How to Track Down a Missing Student

Sky-high rates of absenteeism demand detective skills and a stacked Rolodex.

April 13, 2021

Leah Fabel

LA Johnson

Illustrator

This story is the first in a series of pieces answering questions about how to return to in-person learning and how to do schooling differently—and better—post-pandemic. To source the questions, we spoke with dozens of educators, caregivers, and students. We are grateful for their curiosity and, despite all, their optimism. 

Students are missing from schools in numbers far surpassing pre-pandemic rates of absenteeism. A report from the Ohio Department of Education, for example, found that 51% of high school students in a sampling of the state’s urban districts have been chronically absent in 2020-21, an 11-point increase over the previous school year. 

But even the kids who don’t want to be found probably haven’t vanished, says Jamaal Crawford, the Midwest regional director for Youth Advocate Programs, Inc., a national nonprofit providing community-based supports for young people as an alternative to institutions like juvenile detention, or when they transition back home. Kids are social by design, so if you can’t find them, find their people. “A coach, a counselor, a neighborhood friend, a significant other, whomever has been beneficial in a kid’s life,” Crawford says. “Build a list of people to go to.”

And be a pest. Crawford recalls a resistant student on his caseload several years ago. “His bus came at 6:35 a.m. So I’d call him at 5:30. ‘You up?’ Then I’d call him at 6. ‘You moving around?’ Then I’d call the school. ‘Has he showed up?’” Eventually, the student started ignoring Crawford’s calls, so Crawford started showing up outside his house.

States and school districts have proved unprepared to track the impact of the pandemic on attendance. But researchers at the nonprofit Bellwether Education Partners looked specifically at fall attendance figures for marginalized students—multilingual learners, students with disabilities or special needs, and those in foster care or experiencing homelessness—and estimated more than 3 million of them experienced minimal to no education since March 2020.
--------------------
__Tasks to carry out__.
**1)** Which organizations does the article on tracking down missing students name? List every one.
**2)** Answer these questions about the article on tracking down missing students:
(a) What share of high school students in a sampling of Ohio's urban districts were chronically absent in 2020-21?
(b) At what time did the resistant student's bus come?
(c) How many marginalized students did Bellwether researchers estimate experienced minimal to no education since March 2020?
**3)** Can you resume the article on tracking down missing students, picking up right after its last sentence?

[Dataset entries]
--------------------
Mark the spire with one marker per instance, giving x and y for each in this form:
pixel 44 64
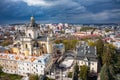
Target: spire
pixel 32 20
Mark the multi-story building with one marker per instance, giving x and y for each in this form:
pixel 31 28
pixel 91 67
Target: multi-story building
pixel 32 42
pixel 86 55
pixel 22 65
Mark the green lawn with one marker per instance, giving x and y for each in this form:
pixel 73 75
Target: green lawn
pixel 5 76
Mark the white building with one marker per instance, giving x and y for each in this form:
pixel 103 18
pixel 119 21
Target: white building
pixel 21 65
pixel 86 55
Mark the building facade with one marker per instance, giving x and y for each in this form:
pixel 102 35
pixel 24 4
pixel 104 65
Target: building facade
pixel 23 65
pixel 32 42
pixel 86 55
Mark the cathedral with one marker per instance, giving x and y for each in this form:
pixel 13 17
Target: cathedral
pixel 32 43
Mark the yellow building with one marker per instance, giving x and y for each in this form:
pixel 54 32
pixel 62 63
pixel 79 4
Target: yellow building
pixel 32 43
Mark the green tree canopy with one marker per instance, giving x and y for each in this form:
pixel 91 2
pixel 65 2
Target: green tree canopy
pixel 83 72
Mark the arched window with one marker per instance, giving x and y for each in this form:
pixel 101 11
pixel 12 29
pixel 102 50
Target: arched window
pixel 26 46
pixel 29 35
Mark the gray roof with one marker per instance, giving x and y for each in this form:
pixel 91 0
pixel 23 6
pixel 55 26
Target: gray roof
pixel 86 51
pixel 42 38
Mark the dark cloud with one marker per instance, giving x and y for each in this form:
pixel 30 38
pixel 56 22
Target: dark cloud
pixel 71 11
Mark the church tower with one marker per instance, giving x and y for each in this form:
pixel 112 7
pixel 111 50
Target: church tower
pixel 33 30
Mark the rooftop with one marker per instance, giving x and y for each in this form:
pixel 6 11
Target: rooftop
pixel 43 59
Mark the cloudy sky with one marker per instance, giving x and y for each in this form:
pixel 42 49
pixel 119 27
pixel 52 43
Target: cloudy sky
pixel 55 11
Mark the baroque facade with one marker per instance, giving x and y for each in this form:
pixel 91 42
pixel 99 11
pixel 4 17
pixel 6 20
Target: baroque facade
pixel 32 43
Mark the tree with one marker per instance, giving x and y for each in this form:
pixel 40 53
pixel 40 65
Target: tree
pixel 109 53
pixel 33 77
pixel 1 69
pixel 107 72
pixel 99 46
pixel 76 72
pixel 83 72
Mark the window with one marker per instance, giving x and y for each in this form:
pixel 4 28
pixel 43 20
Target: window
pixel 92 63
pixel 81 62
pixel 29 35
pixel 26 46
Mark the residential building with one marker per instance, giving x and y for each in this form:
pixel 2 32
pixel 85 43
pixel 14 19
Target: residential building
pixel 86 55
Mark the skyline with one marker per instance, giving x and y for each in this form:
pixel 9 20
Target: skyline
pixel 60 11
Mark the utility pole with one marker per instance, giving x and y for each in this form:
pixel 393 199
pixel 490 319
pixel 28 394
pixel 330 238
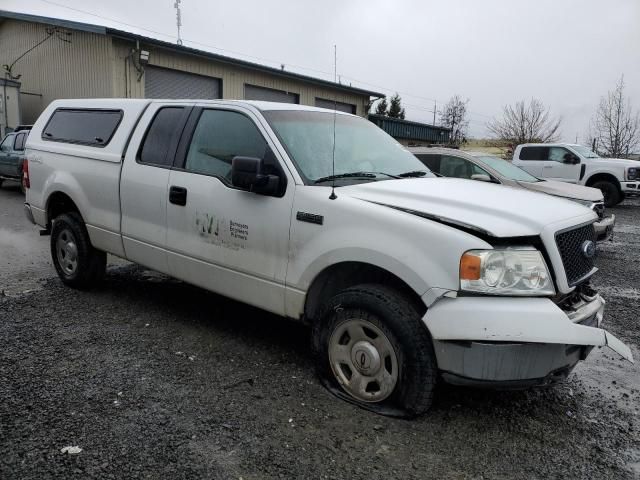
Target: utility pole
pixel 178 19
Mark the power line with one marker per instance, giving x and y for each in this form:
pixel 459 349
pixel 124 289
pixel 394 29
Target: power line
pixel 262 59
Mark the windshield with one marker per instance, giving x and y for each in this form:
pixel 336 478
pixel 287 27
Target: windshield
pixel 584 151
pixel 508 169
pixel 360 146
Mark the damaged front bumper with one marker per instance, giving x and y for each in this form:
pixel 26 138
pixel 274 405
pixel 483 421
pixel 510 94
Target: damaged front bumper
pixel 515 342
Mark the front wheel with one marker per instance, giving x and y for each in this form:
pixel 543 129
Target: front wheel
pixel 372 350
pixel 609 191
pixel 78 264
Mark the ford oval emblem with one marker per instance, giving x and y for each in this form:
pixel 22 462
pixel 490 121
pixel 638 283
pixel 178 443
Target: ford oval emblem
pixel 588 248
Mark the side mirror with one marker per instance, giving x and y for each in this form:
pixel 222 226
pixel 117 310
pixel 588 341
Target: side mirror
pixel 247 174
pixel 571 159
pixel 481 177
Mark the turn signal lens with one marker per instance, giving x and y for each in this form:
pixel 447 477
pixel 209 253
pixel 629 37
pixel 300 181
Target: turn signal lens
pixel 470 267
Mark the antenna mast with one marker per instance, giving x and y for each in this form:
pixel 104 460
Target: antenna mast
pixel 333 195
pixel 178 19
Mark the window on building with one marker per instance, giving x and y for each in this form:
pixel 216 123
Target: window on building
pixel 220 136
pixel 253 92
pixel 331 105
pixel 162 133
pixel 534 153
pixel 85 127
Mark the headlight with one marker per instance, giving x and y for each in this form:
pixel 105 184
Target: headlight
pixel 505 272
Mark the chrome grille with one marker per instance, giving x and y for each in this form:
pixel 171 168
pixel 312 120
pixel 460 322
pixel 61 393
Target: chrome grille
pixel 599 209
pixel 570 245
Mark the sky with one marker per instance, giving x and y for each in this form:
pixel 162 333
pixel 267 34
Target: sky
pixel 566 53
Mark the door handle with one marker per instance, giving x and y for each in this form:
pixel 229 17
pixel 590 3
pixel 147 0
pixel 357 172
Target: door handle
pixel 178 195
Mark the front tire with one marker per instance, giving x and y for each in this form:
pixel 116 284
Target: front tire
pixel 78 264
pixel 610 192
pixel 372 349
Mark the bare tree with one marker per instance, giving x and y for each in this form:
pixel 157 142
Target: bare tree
--------------------
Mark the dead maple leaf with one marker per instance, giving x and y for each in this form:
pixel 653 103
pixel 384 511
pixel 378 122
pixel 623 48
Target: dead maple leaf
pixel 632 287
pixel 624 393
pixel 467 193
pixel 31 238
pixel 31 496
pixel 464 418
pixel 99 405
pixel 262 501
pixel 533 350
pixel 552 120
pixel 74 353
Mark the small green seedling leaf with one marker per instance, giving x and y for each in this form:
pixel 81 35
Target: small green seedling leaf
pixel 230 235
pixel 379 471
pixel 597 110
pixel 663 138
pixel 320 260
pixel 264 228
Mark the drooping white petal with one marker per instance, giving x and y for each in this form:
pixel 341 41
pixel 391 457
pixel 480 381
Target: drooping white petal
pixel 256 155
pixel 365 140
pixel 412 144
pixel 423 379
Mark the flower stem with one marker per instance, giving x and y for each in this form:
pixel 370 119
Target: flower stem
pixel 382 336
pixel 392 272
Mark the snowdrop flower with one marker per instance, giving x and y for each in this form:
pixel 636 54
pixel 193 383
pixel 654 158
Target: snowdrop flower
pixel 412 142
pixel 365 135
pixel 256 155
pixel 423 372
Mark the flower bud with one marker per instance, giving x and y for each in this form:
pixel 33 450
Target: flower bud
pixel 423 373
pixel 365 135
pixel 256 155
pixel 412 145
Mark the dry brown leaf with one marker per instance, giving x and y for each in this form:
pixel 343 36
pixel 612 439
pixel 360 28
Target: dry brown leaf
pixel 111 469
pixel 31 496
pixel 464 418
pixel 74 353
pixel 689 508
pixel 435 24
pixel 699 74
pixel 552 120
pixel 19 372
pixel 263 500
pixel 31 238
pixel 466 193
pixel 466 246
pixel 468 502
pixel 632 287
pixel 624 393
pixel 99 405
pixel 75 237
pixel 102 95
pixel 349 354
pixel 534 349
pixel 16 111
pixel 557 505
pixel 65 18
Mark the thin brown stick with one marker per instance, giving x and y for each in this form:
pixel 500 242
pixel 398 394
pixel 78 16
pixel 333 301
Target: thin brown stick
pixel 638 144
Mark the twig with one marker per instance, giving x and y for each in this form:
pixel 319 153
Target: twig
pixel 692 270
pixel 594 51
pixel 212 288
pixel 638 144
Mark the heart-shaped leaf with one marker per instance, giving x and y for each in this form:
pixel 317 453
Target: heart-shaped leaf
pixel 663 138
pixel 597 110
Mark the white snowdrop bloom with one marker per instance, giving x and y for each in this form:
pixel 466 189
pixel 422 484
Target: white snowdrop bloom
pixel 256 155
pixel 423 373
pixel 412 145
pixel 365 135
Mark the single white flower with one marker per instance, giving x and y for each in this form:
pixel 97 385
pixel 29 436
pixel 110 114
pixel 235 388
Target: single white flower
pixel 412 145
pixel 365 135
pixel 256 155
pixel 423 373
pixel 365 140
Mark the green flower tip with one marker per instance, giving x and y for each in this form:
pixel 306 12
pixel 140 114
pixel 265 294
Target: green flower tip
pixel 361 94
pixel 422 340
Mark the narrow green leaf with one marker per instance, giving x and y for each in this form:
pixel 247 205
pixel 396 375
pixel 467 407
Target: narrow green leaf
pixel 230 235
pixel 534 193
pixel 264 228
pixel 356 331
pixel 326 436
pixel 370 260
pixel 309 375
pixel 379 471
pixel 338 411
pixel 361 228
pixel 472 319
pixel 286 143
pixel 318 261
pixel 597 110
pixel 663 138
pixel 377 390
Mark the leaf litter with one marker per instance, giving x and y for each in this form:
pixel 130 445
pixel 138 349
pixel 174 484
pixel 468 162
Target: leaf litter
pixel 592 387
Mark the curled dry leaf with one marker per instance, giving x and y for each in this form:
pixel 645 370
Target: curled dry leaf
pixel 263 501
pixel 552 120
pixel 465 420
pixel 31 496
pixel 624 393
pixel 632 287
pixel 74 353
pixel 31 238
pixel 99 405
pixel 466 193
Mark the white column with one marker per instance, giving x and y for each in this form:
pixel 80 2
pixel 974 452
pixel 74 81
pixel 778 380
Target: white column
--------------------
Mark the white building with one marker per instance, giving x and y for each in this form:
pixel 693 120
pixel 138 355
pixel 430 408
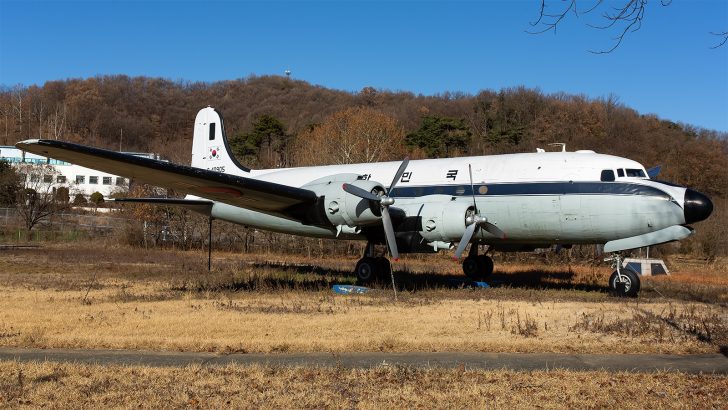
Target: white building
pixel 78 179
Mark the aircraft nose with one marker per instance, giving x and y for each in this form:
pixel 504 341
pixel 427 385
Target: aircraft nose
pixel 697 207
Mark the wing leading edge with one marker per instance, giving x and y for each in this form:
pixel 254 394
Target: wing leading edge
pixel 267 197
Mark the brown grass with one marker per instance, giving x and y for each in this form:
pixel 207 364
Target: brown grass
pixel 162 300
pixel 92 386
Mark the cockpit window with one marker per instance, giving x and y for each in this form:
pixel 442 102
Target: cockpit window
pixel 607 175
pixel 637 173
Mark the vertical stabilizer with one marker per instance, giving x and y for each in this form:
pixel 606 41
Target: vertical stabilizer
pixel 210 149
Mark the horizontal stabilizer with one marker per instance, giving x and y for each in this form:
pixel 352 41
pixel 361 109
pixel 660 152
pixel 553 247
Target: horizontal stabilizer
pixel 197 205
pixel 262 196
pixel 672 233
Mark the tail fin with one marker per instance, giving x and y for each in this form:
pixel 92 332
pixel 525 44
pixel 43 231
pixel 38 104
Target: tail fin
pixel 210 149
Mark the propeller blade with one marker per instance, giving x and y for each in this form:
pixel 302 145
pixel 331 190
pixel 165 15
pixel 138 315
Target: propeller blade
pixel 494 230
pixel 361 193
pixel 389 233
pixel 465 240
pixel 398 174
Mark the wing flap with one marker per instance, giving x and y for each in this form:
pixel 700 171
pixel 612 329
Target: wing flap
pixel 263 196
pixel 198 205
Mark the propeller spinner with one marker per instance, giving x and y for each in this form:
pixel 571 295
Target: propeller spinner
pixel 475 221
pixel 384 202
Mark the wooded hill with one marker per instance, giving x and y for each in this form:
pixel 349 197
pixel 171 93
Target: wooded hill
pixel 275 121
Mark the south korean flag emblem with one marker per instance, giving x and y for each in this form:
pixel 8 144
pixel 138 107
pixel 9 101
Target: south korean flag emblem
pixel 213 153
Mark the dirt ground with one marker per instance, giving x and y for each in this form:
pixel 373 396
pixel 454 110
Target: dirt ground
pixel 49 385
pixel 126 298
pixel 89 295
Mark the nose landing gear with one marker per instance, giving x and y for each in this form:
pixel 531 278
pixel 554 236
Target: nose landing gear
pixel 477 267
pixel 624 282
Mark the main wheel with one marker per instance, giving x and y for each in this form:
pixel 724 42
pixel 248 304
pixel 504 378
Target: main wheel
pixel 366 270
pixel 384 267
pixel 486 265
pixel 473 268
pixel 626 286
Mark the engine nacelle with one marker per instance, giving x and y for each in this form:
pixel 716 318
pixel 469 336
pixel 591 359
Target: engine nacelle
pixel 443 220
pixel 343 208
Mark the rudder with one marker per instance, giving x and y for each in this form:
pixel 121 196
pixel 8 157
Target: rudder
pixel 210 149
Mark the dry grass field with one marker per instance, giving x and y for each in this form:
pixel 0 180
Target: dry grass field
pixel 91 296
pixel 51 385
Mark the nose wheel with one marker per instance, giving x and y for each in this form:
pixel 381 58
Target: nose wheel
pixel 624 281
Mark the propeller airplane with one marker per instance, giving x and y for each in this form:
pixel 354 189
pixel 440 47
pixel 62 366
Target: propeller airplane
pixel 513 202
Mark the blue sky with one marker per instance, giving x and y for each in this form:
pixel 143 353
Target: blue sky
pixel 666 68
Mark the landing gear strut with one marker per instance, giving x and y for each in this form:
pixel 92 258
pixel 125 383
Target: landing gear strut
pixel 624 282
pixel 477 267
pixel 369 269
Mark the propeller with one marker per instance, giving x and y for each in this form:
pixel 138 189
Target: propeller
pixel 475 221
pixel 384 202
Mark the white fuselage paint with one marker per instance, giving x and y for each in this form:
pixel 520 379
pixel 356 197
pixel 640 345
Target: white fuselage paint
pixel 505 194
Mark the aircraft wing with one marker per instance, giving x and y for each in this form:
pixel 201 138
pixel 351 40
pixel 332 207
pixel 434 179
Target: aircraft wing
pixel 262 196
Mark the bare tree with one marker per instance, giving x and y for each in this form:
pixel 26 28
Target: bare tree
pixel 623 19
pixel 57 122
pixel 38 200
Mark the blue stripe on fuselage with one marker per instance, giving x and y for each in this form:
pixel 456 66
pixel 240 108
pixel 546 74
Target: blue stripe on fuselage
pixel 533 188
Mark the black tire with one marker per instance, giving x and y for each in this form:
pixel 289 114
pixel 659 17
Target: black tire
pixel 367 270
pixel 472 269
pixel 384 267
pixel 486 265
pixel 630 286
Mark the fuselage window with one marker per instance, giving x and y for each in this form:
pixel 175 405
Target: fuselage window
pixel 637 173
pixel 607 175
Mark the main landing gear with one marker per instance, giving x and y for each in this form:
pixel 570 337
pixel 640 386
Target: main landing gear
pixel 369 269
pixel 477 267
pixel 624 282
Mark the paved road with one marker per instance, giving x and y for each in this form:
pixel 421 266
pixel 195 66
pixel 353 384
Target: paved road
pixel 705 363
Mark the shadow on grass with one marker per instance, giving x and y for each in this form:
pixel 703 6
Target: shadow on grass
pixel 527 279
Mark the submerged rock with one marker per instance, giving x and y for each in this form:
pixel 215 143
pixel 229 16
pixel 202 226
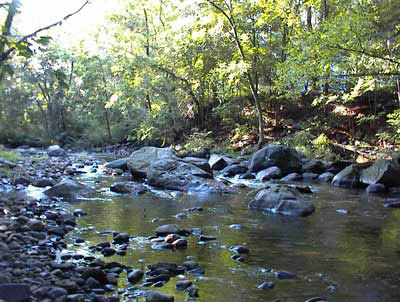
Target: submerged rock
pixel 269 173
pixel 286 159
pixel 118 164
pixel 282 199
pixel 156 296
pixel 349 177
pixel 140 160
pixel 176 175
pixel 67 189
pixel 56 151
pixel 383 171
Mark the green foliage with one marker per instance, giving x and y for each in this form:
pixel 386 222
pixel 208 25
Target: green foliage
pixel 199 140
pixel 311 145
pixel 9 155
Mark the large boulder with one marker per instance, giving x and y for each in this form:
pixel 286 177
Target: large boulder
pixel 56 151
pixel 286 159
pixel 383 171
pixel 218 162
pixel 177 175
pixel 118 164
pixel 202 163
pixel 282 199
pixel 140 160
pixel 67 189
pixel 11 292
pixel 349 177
--------------------
__Per-task outputs__.
**1)**
Ohio Department of Education
Youth Advocate Programs, Inc.
Bellwether Education Partners

**2)**
(a) 51%
(b) 6:35 a.m.
(c) More than 3 million

**3)**
Abi McDougal (Greater Delta ’18) teaches second grade in Hollandale, Mississippi, where her school year has whiplashed between in-person and virtual learning. Knowing students’ networks is key, she says: “It becomes a mix of asking the cousin, asking the aunt, asking the friend, ‘Have you talked to so-and-so?’” The rest is a dance—inquiring about attendance without sounding threatening; asking for extra contact information without crossing personal bounds; building trust with caregivers so that when McDougal does reach out, it’s with an understanding that everyone is doing their best amid the circumstances.

“When I do make contact with someone who’s been difficult to track down, my ask of that person tends to be really, really low,” McDougal says. “Like, ‘Can I drop off some supplies?’ And then, later, ‘We’ll be doing this activity with those supplies I dropped off. Could your student make it online today?’”

There will always be some students, Crawford says, who are managing crises. For them, a knock at the door and a pep talk will never be enough. “Some kids are already so far behind in school they’re not trying to invest in getting a diploma, so it’s about finding their motivation, whatever that is.” And some kids disappear to avoid harm. Then, it can become a scary waiting game, he says. “Sometimes they’ll reach out after a few days just to say, ‘I’m OK.’ I’ll take that. And hopefully, the kid will eventually let me know where he is.”